- _AVAILABLE DATA_
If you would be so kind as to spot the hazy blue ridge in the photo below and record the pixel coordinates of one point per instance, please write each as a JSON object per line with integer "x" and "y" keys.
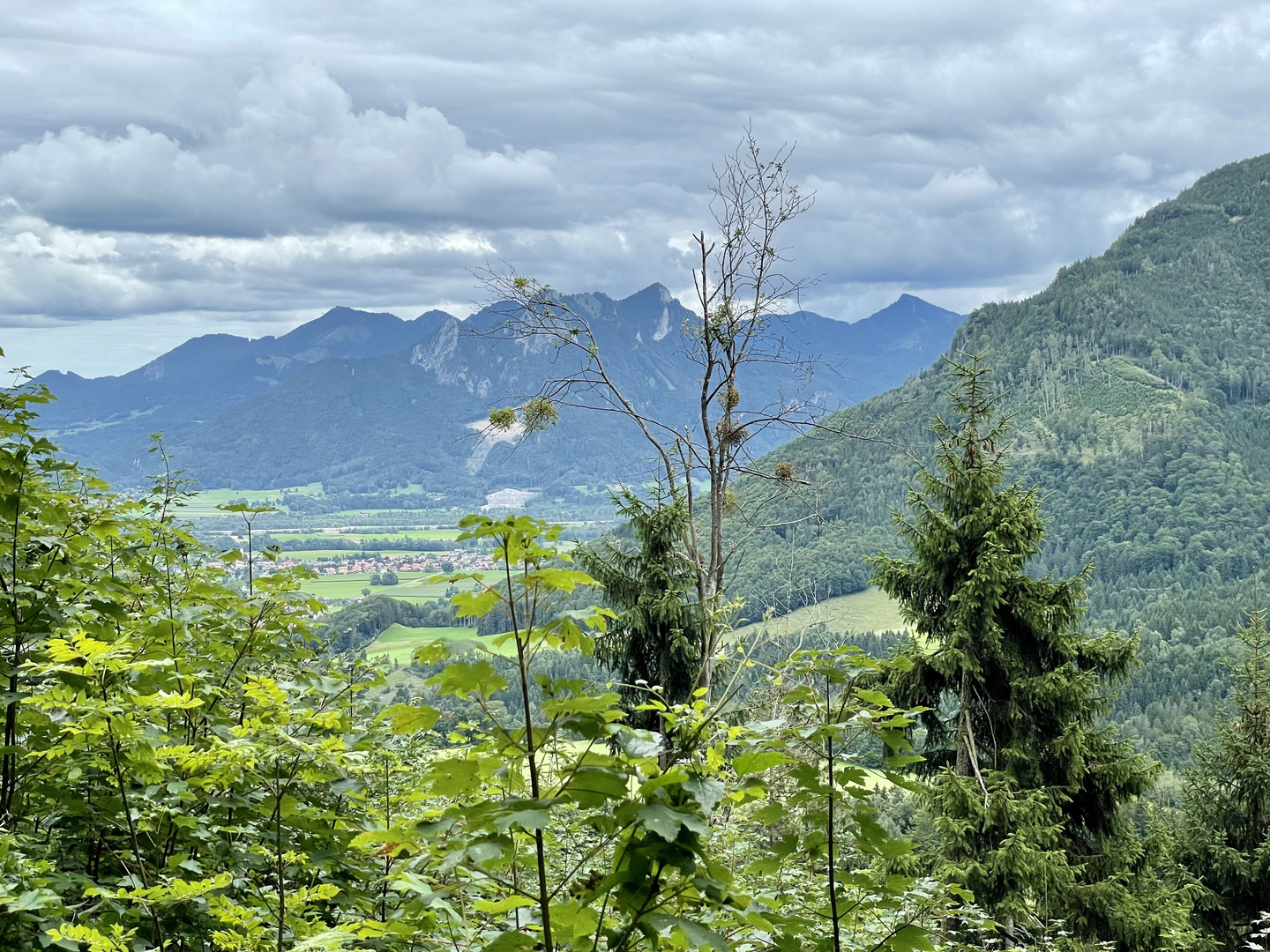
{"x": 362, "y": 401}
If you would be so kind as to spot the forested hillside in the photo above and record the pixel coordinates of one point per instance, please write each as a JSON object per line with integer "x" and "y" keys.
{"x": 1139, "y": 386}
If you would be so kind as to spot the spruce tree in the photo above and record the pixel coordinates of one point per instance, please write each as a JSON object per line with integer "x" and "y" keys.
{"x": 657, "y": 636}
{"x": 1027, "y": 786}
{"x": 1226, "y": 831}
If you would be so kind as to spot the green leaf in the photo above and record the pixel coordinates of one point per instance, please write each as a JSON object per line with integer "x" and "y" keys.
{"x": 696, "y": 934}
{"x": 407, "y": 718}
{"x": 666, "y": 822}
{"x": 527, "y": 820}
{"x": 464, "y": 678}
{"x": 592, "y": 786}
{"x": 502, "y": 905}
{"x": 453, "y": 777}
{"x": 707, "y": 792}
{"x": 911, "y": 938}
{"x": 511, "y": 941}
{"x": 758, "y": 761}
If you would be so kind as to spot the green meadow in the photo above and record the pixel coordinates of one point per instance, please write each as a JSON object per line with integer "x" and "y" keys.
{"x": 412, "y": 587}
{"x": 399, "y": 641}
{"x": 205, "y": 502}
{"x": 857, "y": 614}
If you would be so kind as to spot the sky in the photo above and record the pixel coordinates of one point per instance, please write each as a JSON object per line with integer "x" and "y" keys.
{"x": 172, "y": 169}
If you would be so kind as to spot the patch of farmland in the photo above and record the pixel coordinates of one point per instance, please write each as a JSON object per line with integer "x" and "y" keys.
{"x": 399, "y": 643}
{"x": 869, "y": 611}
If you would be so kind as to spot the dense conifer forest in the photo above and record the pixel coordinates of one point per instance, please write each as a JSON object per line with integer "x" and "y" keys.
{"x": 1139, "y": 390}
{"x": 199, "y": 756}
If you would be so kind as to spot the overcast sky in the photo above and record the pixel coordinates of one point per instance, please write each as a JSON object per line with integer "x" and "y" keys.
{"x": 170, "y": 169}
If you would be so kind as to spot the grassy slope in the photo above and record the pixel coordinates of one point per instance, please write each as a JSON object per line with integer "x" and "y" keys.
{"x": 412, "y": 587}
{"x": 399, "y": 641}
{"x": 869, "y": 611}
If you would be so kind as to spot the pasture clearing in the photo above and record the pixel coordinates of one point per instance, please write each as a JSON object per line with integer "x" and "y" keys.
{"x": 399, "y": 643}
{"x": 869, "y": 611}
{"x": 412, "y": 587}
{"x": 204, "y": 502}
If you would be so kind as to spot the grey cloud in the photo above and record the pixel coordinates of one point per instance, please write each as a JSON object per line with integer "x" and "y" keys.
{"x": 296, "y": 158}
{"x": 254, "y": 160}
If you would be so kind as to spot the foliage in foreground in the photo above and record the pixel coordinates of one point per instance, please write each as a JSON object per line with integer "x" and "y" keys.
{"x": 1030, "y": 787}
{"x": 185, "y": 770}
{"x": 1226, "y": 833}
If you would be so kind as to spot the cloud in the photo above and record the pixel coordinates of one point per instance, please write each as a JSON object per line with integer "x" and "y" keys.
{"x": 296, "y": 159}
{"x": 243, "y": 164}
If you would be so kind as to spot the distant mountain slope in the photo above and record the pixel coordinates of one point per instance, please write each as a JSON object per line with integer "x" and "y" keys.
{"x": 1139, "y": 383}
{"x": 106, "y": 420}
{"x": 365, "y": 401}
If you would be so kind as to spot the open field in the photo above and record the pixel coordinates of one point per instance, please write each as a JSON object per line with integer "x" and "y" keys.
{"x": 205, "y": 502}
{"x": 412, "y": 587}
{"x": 386, "y": 532}
{"x": 399, "y": 641}
{"x": 860, "y": 612}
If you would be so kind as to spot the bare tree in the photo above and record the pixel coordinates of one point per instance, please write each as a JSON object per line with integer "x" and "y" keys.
{"x": 742, "y": 291}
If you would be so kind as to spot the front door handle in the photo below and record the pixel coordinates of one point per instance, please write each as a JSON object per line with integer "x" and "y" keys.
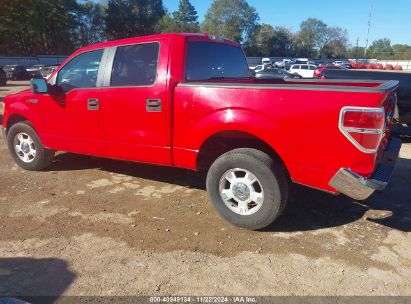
{"x": 93, "y": 104}
{"x": 153, "y": 105}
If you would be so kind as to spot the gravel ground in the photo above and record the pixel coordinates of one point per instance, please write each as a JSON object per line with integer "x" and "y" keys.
{"x": 90, "y": 226}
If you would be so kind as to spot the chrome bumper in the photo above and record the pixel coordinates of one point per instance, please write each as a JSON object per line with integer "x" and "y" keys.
{"x": 360, "y": 188}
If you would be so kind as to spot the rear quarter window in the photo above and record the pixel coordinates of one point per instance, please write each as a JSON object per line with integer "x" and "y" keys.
{"x": 208, "y": 60}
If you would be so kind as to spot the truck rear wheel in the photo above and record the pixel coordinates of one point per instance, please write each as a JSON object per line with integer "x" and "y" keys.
{"x": 247, "y": 188}
{"x": 27, "y": 149}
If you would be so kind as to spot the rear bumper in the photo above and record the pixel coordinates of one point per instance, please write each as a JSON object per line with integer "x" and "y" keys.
{"x": 360, "y": 188}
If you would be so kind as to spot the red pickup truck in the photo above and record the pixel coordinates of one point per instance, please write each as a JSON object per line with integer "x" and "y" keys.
{"x": 187, "y": 100}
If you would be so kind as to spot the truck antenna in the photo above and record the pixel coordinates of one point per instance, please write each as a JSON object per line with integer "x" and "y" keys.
{"x": 368, "y": 33}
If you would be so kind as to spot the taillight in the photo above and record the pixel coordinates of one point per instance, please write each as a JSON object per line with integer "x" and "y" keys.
{"x": 364, "y": 127}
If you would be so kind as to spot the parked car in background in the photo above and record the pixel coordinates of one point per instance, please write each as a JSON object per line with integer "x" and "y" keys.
{"x": 265, "y": 61}
{"x": 3, "y": 78}
{"x": 46, "y": 71}
{"x": 35, "y": 70}
{"x": 16, "y": 72}
{"x": 241, "y": 130}
{"x": 317, "y": 72}
{"x": 305, "y": 70}
{"x": 276, "y": 74}
{"x": 343, "y": 63}
{"x": 282, "y": 63}
{"x": 259, "y": 68}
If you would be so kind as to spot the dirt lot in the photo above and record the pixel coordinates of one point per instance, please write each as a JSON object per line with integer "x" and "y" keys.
{"x": 90, "y": 226}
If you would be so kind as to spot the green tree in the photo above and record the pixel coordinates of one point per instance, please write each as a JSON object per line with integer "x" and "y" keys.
{"x": 186, "y": 13}
{"x": 270, "y": 41}
{"x": 32, "y": 27}
{"x": 184, "y": 20}
{"x": 129, "y": 18}
{"x": 233, "y": 19}
{"x": 90, "y": 23}
{"x": 401, "y": 51}
{"x": 334, "y": 43}
{"x": 380, "y": 49}
{"x": 310, "y": 38}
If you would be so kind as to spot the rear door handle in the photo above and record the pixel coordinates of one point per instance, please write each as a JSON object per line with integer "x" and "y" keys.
{"x": 153, "y": 105}
{"x": 93, "y": 104}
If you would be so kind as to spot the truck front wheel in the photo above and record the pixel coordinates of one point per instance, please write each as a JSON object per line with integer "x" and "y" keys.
{"x": 247, "y": 188}
{"x": 26, "y": 147}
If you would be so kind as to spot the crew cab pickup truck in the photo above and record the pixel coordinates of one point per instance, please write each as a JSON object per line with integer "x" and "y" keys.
{"x": 187, "y": 100}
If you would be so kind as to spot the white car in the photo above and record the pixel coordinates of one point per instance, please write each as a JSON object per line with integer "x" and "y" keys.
{"x": 259, "y": 68}
{"x": 305, "y": 70}
{"x": 265, "y": 61}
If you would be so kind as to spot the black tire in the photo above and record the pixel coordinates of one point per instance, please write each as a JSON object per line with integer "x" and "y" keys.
{"x": 43, "y": 156}
{"x": 273, "y": 180}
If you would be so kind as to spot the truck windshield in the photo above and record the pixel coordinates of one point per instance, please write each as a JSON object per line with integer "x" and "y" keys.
{"x": 207, "y": 60}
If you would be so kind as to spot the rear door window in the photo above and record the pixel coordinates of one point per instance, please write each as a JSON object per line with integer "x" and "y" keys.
{"x": 135, "y": 65}
{"x": 81, "y": 71}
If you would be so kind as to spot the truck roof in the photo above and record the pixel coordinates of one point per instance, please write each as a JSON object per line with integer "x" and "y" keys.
{"x": 148, "y": 38}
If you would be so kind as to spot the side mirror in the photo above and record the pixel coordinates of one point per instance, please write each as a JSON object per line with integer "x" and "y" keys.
{"x": 39, "y": 86}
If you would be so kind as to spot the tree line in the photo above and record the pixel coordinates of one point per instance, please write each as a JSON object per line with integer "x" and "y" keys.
{"x": 56, "y": 27}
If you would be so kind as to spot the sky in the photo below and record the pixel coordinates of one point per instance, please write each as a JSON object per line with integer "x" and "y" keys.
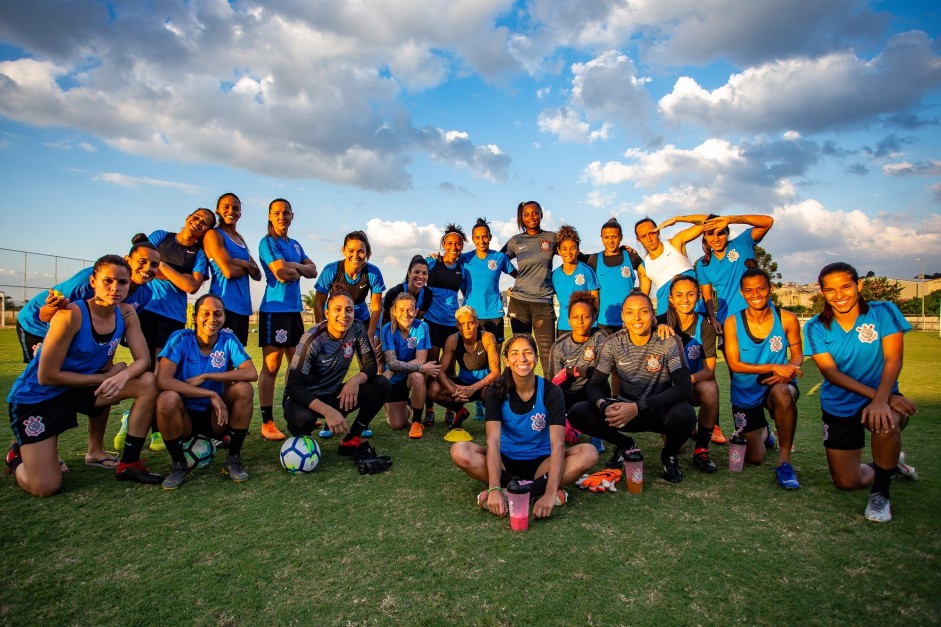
{"x": 400, "y": 116}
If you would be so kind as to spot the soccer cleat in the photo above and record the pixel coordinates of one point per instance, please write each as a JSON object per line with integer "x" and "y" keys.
{"x": 905, "y": 470}
{"x": 702, "y": 461}
{"x": 177, "y": 476}
{"x": 671, "y": 469}
{"x": 156, "y": 442}
{"x": 121, "y": 435}
{"x": 878, "y": 509}
{"x": 234, "y": 470}
{"x": 270, "y": 432}
{"x": 787, "y": 478}
{"x": 717, "y": 437}
{"x": 136, "y": 471}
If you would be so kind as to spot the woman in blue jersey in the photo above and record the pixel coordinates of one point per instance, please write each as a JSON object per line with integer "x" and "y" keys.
{"x": 205, "y": 381}
{"x": 699, "y": 343}
{"x": 763, "y": 351}
{"x": 361, "y": 280}
{"x": 231, "y": 266}
{"x": 858, "y": 347}
{"x": 74, "y": 372}
{"x": 525, "y": 437}
{"x": 405, "y": 346}
{"x": 483, "y": 269}
{"x": 279, "y": 322}
{"x": 572, "y": 275}
{"x": 472, "y": 352}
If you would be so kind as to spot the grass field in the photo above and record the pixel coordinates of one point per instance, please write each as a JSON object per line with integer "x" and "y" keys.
{"x": 408, "y": 546}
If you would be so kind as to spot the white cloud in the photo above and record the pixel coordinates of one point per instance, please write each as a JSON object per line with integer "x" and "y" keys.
{"x": 812, "y": 94}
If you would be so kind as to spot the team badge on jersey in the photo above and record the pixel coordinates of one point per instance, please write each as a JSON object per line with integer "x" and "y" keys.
{"x": 539, "y": 421}
{"x": 217, "y": 359}
{"x": 33, "y": 426}
{"x": 867, "y": 333}
{"x": 776, "y": 344}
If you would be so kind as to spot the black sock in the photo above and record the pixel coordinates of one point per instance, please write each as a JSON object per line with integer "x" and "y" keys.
{"x": 236, "y": 440}
{"x": 703, "y": 437}
{"x": 883, "y": 480}
{"x": 175, "y": 449}
{"x": 132, "y": 448}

- _AIM OF THE EXERCISE_
Every line from the one containing "If you would be so kind as to spot the woman" through the end of the data must be repeated exactly, and no other line.

- _ANSWER BELOW_
If you would be so kind as to spot the woman in blue jersey in the photo above and record the pixel coordinates of one point per instance, please write each as a JSON object per line with integer "x" and "y" keys.
{"x": 205, "y": 381}
{"x": 699, "y": 343}
{"x": 763, "y": 351}
{"x": 361, "y": 280}
{"x": 231, "y": 266}
{"x": 858, "y": 347}
{"x": 74, "y": 372}
{"x": 525, "y": 437}
{"x": 405, "y": 346}
{"x": 483, "y": 269}
{"x": 279, "y": 322}
{"x": 572, "y": 275}
{"x": 472, "y": 352}
If you would be so kind as to spot the grass field in the photo above and record the pixel coordinates of one point per instance, please write each as a JSON object per line with integer "x" and "y" keys.
{"x": 408, "y": 546}
If you would be so kind as to spot the white cloud in the photo above and record the pixel coordinates of one point per instance, please write each as a JSON object per line with integer "x" and "y" keys.
{"x": 812, "y": 94}
If you would be so kind as to spot the team badge on jersey in the photo above and record the pixel coordinates of one point per instance, please write each as a JSON object per line with integer "x" and "y" keys.
{"x": 539, "y": 421}
{"x": 217, "y": 359}
{"x": 33, "y": 426}
{"x": 867, "y": 333}
{"x": 776, "y": 344}
If you would be so kind as to spot the black sock in the photo above and record the pixel coordinates of one point per instance, please write each as a JSON object per line with integer "x" and "y" keys.
{"x": 236, "y": 440}
{"x": 703, "y": 437}
{"x": 883, "y": 480}
{"x": 175, "y": 449}
{"x": 132, "y": 448}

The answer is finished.